■ Task description
Copy out everything from "Genes giving rise" down to "to pathogenic bacteria." in the text on antibiotic resistance below, word for word.

■ Exercise text
════════════════════

One of the most significant medical achievements in human medicine was the discovery and introduction of antibiotics to cure infectious diseases. Today, effective antibiotics represent a prerequisite for modern healthcare. Antimicrobial resistance is, however, an increasing global threat. It is estimated that resistant bacteria were responsible for the death of 25,000 people in the European Union, Iceland and Norway in 2007.
Genes giving rise to antibiotic resistance are found in the natural environment, and such genes existed long before antibiotics came into clinical use. Enzymes that break down penicillin are estimated to be two billion years old. Thus, a reservoir of resistance genes exists in the natural environment. The reason for the development and the role of these genes in the environment is not known with certainty. In addition, resistance genes are found in the human normal flora, including the oral microbiota. The normal flora may therefore constitute a reservoir of resistance genes, with the possibility of transferring genes to pathogenic bacteria.
Bacteria may acquire resistance to antibiotics either by de novo mutations or by acquiring DNA from the environment, known as horizontal gene transfer. Horizontal gene transfer is essentially mediated by three different mechanisms: Transformation, in which the bacteria take up DNA from the environment; transduction, whereby bacteria are infected by a bacteriophage (bacterial virus), or through conjugation, in which bacteria receive a small circular DNA molecule from a donor upon contact.
In the oral cavity bacteria form multispecies bacterial communities on teeth and mucous membranes known as biofilms. In biofilms, bacteria are in close contact with each other, thus facilitating transfer of genetic material between strains of a species or between species.

════════════════════

■ Provided data
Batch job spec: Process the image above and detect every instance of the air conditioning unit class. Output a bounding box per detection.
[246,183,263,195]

════════════════════

■ Task solution
Genes giving rise to antibiotic resistance are found in the natural environment, and such genes existed long before antibiotics came into clinical use. Enzymes that break down penicillin are estimated to be two billion years old. Thus, a reservoir of resistance genes exists in the natural environment. The reason for the development and the role of these genes in the environment is not known with certainty. In addition, resistance genes are found in the human normal flora, including the oral microbiota. The normal flora may therefore constitute a reservoir of resistance genes, with the possibility of transferring genes to pathogenic bacteria.